TASK REQUIREMENTS => Copy out the listing below word for word, keeping every line in its original order.

EXTRACTED INFORMATION =>
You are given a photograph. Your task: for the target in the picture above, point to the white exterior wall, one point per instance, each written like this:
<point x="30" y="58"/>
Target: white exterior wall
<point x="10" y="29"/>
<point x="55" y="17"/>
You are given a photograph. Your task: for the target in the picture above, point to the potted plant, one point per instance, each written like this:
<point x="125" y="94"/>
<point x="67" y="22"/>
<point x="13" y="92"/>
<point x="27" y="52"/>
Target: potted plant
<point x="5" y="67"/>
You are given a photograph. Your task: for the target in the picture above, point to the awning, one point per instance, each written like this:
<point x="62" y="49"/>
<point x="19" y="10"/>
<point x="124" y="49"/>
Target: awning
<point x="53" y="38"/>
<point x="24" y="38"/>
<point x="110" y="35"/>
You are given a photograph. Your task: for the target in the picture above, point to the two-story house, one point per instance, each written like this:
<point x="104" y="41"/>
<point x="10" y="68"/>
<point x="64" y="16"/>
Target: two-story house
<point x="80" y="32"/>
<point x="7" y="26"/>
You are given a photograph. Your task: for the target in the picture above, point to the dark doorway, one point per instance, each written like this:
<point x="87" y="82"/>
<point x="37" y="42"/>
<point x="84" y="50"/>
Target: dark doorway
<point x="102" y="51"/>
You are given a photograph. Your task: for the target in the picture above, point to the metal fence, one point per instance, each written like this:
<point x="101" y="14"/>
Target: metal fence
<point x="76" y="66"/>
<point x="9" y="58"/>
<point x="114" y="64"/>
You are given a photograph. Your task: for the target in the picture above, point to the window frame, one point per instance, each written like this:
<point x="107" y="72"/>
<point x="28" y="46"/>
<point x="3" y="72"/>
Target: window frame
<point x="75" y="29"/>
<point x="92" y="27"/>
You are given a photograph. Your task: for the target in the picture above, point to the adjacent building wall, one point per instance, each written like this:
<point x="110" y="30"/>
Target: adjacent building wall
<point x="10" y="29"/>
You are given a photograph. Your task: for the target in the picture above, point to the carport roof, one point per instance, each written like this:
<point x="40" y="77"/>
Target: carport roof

TASK RESPONSE =>
You are given a photograph. Your task: for the target in the picture above, point to the white exterior wall, one point per instance, each written like this:
<point x="30" y="58"/>
Target: white exterior wall
<point x="10" y="29"/>
<point x="55" y="17"/>
You are given a photograph. Your task: for the target in the picture above, point to the potted plant, one point per instance, each written like this:
<point x="125" y="94"/>
<point x="67" y="22"/>
<point x="13" y="92"/>
<point x="27" y="52"/>
Target: potted plant
<point x="5" y="67"/>
You are given a photograph. Your task: for the target in the picture above, point to the awning, one point per instance, each written like this:
<point x="62" y="49"/>
<point x="19" y="10"/>
<point x="124" y="49"/>
Target: awning
<point x="53" y="38"/>
<point x="24" y="38"/>
<point x="110" y="35"/>
You are given a photograph. Your task: for the target in the picture above, point to the two-story house, one point per instance, each written like this:
<point x="104" y="41"/>
<point x="10" y="68"/>
<point x="64" y="16"/>
Target: two-story house
<point x="80" y="32"/>
<point x="7" y="26"/>
You are given a photograph. Your task: for the target in the picture above, point to the dark doorway, one point per instance, each written like this:
<point x="87" y="82"/>
<point x="37" y="42"/>
<point x="84" y="50"/>
Target: dark doorway
<point x="102" y="51"/>
You are given a photograph. Your task: for the target in the picture above, point to the metal fence, one point per instance, each written like this:
<point x="101" y="14"/>
Target: metal fence
<point x="76" y="66"/>
<point x="9" y="58"/>
<point x="114" y="64"/>
You are given a photograph. Your task: for the target in the picture above, point to the window frame, one point per instance, each written like this:
<point x="107" y="72"/>
<point x="28" y="46"/>
<point x="3" y="72"/>
Target: window frame
<point x="75" y="29"/>
<point x="92" y="27"/>
You are given a photograph. Your task: for the target in the picture above, point to the adjacent building wall, one point per instance, each written like this:
<point x="110" y="30"/>
Target: adjacent building wall
<point x="10" y="29"/>
You are given a photograph. Your task: for the target in the picture above, point to the carport roof, one point per instance, each written like this:
<point x="40" y="77"/>
Target: carport roof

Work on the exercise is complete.